**Aim:** Can you retype only the lines from the one with "outline flag stripes, every instance" through the final line of the material, exactly as given?

━━━

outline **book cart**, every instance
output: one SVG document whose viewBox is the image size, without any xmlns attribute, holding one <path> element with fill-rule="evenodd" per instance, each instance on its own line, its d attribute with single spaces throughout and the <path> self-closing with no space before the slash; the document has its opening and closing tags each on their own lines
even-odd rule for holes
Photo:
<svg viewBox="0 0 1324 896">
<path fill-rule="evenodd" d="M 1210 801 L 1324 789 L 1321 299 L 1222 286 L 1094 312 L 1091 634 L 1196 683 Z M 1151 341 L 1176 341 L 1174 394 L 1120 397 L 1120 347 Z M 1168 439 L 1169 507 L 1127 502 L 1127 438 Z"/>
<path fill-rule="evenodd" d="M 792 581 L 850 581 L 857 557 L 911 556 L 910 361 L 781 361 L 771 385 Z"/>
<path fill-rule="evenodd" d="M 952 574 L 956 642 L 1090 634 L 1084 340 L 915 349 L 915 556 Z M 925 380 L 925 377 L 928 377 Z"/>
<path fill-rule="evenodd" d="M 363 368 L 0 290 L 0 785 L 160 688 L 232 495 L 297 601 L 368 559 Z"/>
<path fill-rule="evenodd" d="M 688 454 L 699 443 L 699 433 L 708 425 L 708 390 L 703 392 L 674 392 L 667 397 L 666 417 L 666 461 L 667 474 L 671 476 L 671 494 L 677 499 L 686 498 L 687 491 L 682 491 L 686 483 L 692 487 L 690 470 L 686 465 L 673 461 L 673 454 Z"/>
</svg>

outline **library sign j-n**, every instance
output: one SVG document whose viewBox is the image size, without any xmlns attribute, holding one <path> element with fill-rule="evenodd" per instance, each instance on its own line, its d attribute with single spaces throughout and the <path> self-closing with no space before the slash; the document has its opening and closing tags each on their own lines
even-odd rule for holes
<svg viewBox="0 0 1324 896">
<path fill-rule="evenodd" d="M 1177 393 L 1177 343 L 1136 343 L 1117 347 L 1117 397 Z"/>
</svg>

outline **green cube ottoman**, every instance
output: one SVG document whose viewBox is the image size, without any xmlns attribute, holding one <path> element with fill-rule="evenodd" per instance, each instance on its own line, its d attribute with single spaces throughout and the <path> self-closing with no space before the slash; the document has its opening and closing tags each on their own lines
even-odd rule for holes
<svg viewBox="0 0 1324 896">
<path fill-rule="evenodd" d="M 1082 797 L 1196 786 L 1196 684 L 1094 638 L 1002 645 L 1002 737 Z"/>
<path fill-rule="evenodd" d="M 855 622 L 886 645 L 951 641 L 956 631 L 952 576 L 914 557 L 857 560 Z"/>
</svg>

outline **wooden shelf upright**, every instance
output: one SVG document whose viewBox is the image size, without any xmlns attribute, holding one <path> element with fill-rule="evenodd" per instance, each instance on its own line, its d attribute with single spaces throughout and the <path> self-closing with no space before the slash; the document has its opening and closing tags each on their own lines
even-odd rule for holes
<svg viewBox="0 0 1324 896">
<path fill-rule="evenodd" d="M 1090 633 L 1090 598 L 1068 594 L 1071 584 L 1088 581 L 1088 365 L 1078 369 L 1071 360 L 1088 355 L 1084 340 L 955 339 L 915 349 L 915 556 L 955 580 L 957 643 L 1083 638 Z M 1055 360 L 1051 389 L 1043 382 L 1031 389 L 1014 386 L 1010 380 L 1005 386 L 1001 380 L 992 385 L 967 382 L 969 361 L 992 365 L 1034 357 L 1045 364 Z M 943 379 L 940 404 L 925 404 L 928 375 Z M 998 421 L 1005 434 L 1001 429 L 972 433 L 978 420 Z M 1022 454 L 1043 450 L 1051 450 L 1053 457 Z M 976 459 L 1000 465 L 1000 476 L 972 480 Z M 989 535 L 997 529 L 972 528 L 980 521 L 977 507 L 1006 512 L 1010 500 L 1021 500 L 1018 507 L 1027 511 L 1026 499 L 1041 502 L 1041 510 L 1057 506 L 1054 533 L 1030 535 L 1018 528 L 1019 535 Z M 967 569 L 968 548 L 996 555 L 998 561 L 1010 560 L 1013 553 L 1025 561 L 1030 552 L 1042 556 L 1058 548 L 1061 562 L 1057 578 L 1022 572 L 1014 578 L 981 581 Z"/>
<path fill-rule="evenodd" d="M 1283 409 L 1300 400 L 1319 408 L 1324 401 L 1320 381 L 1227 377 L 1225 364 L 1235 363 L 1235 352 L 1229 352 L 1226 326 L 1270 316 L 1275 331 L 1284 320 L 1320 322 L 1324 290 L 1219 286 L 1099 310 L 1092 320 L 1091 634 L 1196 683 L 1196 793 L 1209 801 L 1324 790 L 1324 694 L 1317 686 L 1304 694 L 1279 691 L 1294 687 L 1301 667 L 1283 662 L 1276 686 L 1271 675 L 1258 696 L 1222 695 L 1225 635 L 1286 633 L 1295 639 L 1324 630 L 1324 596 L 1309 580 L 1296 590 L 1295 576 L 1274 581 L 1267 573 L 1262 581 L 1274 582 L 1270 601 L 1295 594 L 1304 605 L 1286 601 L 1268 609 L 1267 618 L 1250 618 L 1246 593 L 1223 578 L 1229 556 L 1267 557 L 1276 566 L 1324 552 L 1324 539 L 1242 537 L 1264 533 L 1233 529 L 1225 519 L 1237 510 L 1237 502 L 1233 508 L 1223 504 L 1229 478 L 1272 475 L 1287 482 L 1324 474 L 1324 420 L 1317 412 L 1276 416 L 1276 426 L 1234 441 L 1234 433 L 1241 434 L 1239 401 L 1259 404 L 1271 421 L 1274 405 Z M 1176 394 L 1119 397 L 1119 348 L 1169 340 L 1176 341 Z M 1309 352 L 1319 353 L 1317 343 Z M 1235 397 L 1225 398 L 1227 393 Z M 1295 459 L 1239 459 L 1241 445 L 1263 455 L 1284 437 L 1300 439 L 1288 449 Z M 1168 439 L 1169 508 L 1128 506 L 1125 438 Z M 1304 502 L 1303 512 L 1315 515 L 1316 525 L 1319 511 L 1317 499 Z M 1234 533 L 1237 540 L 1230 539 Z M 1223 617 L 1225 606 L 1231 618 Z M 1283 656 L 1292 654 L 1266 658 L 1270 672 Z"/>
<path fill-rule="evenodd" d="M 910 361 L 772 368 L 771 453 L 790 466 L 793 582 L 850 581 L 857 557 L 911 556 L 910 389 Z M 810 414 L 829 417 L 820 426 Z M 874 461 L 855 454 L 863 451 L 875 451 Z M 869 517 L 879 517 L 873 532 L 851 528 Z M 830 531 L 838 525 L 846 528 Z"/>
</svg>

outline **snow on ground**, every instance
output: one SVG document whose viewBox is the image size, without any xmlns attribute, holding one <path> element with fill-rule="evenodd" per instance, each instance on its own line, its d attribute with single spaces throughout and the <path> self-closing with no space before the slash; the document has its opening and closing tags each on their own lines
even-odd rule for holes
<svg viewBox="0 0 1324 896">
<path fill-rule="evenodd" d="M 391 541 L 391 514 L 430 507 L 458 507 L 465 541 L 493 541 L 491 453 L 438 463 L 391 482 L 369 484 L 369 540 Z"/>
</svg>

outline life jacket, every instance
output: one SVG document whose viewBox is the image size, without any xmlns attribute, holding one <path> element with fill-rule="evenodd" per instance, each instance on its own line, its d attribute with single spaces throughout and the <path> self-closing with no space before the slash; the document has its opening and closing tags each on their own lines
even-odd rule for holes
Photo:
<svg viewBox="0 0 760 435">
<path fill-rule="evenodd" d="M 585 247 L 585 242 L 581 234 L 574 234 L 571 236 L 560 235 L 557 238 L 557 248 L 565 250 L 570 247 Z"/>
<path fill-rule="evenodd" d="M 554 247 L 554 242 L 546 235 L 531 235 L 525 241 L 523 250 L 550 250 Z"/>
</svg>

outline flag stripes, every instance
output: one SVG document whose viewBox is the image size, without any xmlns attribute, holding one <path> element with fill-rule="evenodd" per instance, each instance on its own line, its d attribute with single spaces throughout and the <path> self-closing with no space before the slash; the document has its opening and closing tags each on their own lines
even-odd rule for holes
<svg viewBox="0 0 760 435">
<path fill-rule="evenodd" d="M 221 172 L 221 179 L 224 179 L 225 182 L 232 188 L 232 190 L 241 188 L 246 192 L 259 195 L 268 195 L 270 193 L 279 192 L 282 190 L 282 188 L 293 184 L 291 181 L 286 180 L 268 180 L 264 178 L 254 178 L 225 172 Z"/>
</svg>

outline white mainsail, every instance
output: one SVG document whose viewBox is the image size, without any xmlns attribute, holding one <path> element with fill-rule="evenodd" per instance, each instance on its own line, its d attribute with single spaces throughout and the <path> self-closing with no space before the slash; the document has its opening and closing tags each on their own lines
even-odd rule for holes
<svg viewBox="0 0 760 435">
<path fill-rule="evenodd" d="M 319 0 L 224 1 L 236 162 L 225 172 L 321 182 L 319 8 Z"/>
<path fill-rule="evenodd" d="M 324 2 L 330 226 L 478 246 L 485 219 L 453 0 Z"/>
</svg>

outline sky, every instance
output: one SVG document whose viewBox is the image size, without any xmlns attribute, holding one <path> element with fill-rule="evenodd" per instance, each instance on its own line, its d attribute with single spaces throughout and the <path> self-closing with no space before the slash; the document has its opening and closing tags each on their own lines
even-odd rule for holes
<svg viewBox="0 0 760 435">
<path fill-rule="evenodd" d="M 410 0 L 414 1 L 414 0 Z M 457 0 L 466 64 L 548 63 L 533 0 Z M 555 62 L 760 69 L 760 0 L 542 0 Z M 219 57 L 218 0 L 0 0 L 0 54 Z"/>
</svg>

━━━

**Result for this exercise:**
outline flag stripes, every instance
output: one SVG document whose viewBox is the image size, without any xmlns attribute, holding one <path> element with fill-rule="evenodd" per instance, each instance on its own line, its d attribute with single spaces throughout and the <path> self-closing with no space before the slash; the document has its opening and closing tags each on their own lines
even-odd rule for holes
<svg viewBox="0 0 760 435">
<path fill-rule="evenodd" d="M 221 172 L 221 179 L 224 179 L 225 182 L 232 188 L 232 190 L 241 188 L 246 192 L 259 195 L 268 195 L 270 193 L 279 192 L 282 190 L 282 188 L 293 184 L 291 181 L 286 180 L 268 180 L 264 178 L 254 178 L 225 172 Z"/>
</svg>

outline white mainsail, every instance
output: one SVG document whose viewBox is the image size, without any xmlns attribute, holding one <path> element with fill-rule="evenodd" per instance, each instance on its own line, its d attribute with single spaces throughout and the <path> self-closing with no space before the slash; the document has its opening and closing tags each on their own lines
even-odd rule for holes
<svg viewBox="0 0 760 435">
<path fill-rule="evenodd" d="M 319 0 L 224 1 L 236 162 L 225 172 L 321 182 L 319 8 Z"/>
<path fill-rule="evenodd" d="M 324 2 L 330 226 L 478 246 L 485 219 L 453 0 Z"/>
</svg>

outline sky, every instance
output: one SVG document whose viewBox is the image size, without any xmlns attribute, holding one <path> element with fill-rule="evenodd" per instance, each instance on its own line, its d attribute with single spaces throughout and the <path> self-closing with no space before the slash; the document has its opening and closing tags each on their own lines
even-odd rule for holes
<svg viewBox="0 0 760 435">
<path fill-rule="evenodd" d="M 410 0 L 414 1 L 414 0 Z M 457 0 L 466 64 L 548 63 L 533 0 Z M 555 62 L 760 69 L 760 0 L 542 0 Z M 219 57 L 218 0 L 0 0 L 0 54 Z"/>
</svg>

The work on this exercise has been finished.